# ADA 180x60x60 tank thickness



## jho51e (Jan 19, 2005)

I have been looking at all the beautiful photos posted by Oliver and other people and they are just awesome!

Just wondering, what is the glass thickness for Amano's 180x60x60 tank? I am assuming this is in cm, so this is roughly equivalent to a 6x2x2ft tank?

cheers!
Jhosie


----------



## plantella (Feb 5, 2004)

Dear Jhosie,

yes the tank you mean was 180 x 60 x 60cm.

ADA sells this aquarium size in different thickness. You can get in 12mm and 15mm glas thickness.

But all the big aquarium in ADA Gallery are made in 15mm glas from a special manufactor. This aquarium are made complete in "White-Glas" (Optiwhite-Glas) I don't know the skilled name for it in English. Also the bottom pane are made of this glas type. You have a better (clearer) color fidelity with this glas...maybe not the right word.

☆ ☆ ☆ ☆ ☆

_EXERCISE INSTRUCTIONS_
1. Answer these questions about the forum thread on tank glass thickness.
(a) In what unit does the first poster assume the 180x60x60 figures are given?
(b) In which glass thicknesses does ADA sell this aquarium size?
(c) What kind of glass are the big aquariums in the ADA Gallery made of?
2. Transcribe the part of the forum thread on tank glass thickness that opens with the words containing "But all the" and closes with "the right word.".
3. List every personal name and username that appears in the forum thread on tank glass thickness.

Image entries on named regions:
☆ ☆ ☆ ☆ ☆

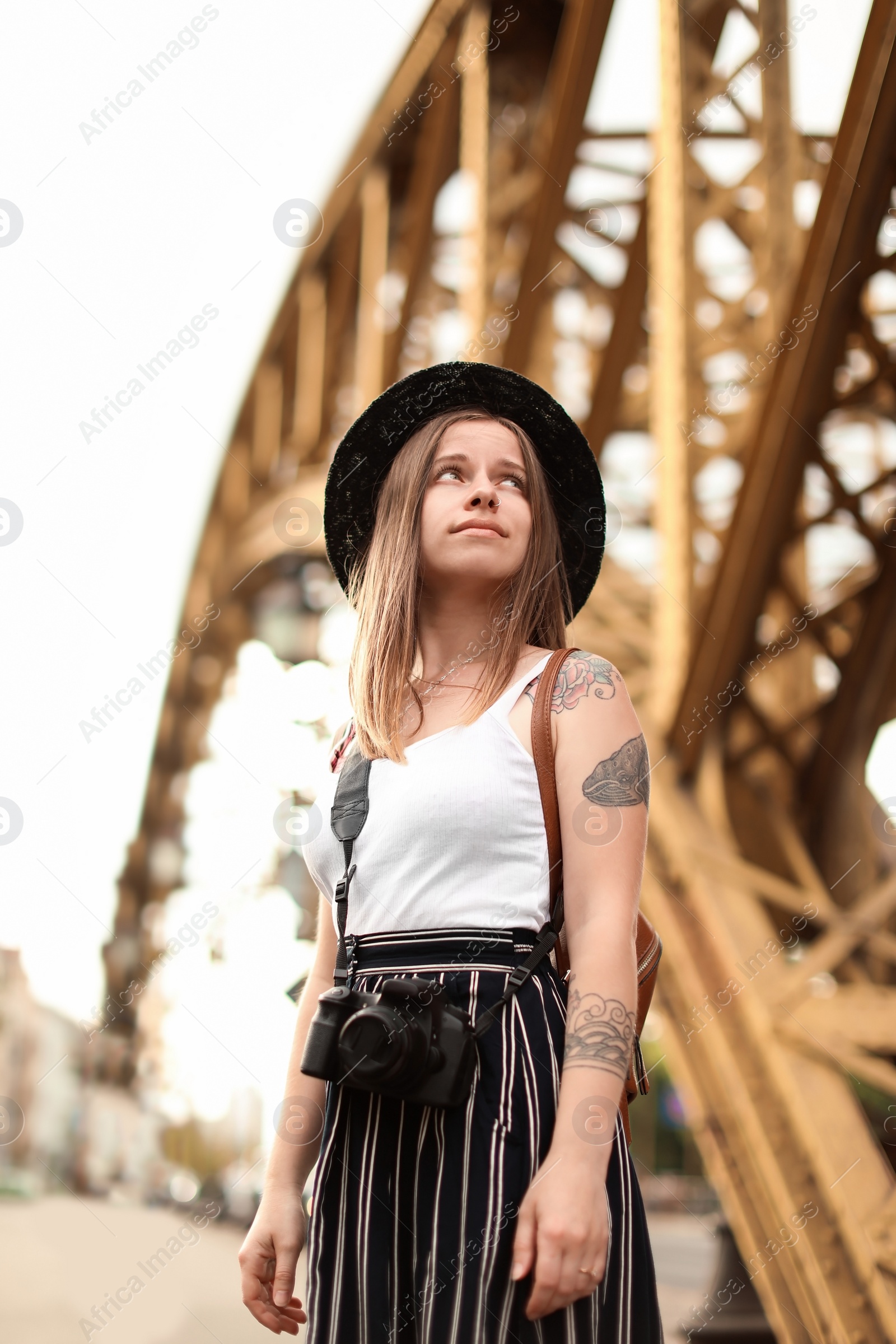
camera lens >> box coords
[338,1004,430,1086]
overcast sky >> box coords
[0,0,868,1016]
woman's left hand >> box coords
[511,1150,609,1321]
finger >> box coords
[273,1240,298,1306]
[511,1199,535,1280]
[243,1276,307,1334]
[243,1297,298,1334]
[525,1229,562,1321]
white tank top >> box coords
[302,653,551,934]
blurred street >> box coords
[0,1195,715,1344]
[0,1195,309,1344]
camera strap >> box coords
[330,742,374,987]
[330,740,563,1036]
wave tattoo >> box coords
[563,989,636,1079]
[582,734,650,808]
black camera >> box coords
[302,977,477,1106]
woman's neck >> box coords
[415,591,501,682]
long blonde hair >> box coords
[348,406,570,763]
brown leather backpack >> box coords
[532,649,662,1142]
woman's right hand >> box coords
[239,1189,307,1334]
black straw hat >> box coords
[324,363,606,618]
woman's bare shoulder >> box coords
[524,649,627,713]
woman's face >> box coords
[421,421,532,591]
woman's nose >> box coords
[468,481,501,510]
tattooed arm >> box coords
[515,655,650,1318]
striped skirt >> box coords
[306,928,662,1344]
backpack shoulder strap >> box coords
[532,649,579,920]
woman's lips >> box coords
[454,523,506,536]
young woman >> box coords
[240,364,662,1344]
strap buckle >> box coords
[333,863,357,900]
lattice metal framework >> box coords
[106,0,896,1344]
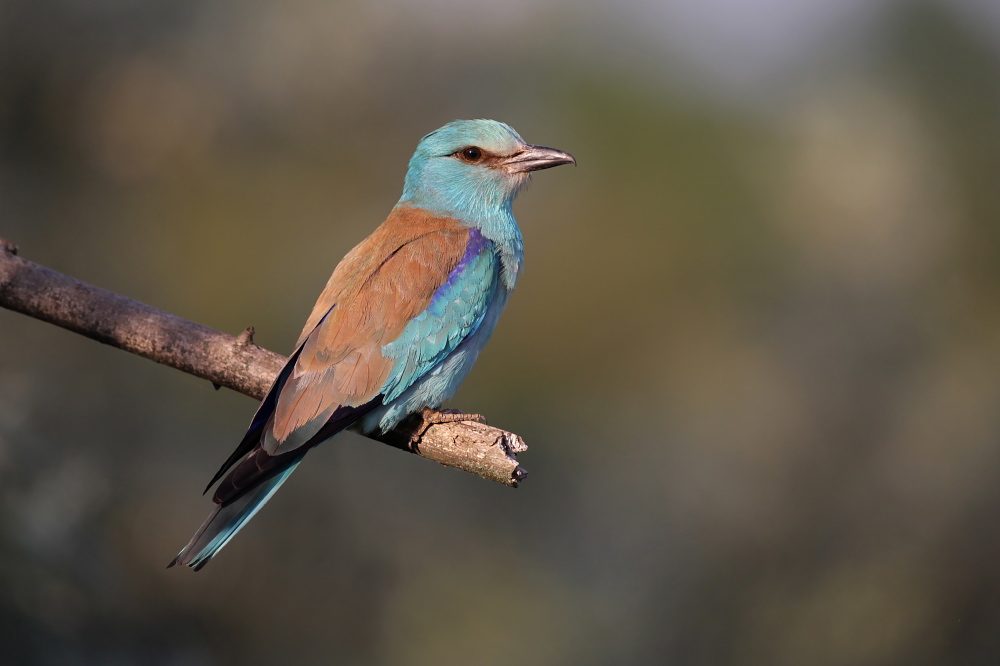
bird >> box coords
[167,119,576,571]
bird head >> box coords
[400,120,576,222]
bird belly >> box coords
[351,288,509,434]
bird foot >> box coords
[410,407,487,450]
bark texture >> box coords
[0,238,528,488]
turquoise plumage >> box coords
[169,120,576,570]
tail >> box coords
[167,457,302,571]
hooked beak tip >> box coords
[504,146,576,173]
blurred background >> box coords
[0,0,1000,666]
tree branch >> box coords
[0,238,528,488]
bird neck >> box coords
[396,192,524,290]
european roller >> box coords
[169,120,576,570]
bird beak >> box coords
[502,146,576,173]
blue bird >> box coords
[168,120,576,570]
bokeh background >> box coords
[0,0,1000,666]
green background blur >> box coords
[0,0,1000,666]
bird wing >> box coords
[209,208,498,504]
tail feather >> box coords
[167,457,302,571]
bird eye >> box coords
[462,146,483,164]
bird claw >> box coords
[410,407,487,451]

☆ ☆ ☆ ☆ ☆

_RESPONSES TO THE EXERCISE_
1.
(a) Centimeters.
(b) 12mm and 15mm.
(c) They are made entirely of "White-Glas" (Optiwhite-Glas), 15mm thick, from a special manufacturer.

2.
But all the big aquarium in ADA Gallery are made in 15mm glas from a special manufactor. This aquarium are made complete in "White-Glas" (Optiwhite-Glas) I don't know the skilled name for it in English. Also the bottom pane are made of this glas type. You have a better (clearer) color fidelity with this glas...maybe not the right word.

3. jho51e, Oliver, Amano, Jhosie, plantella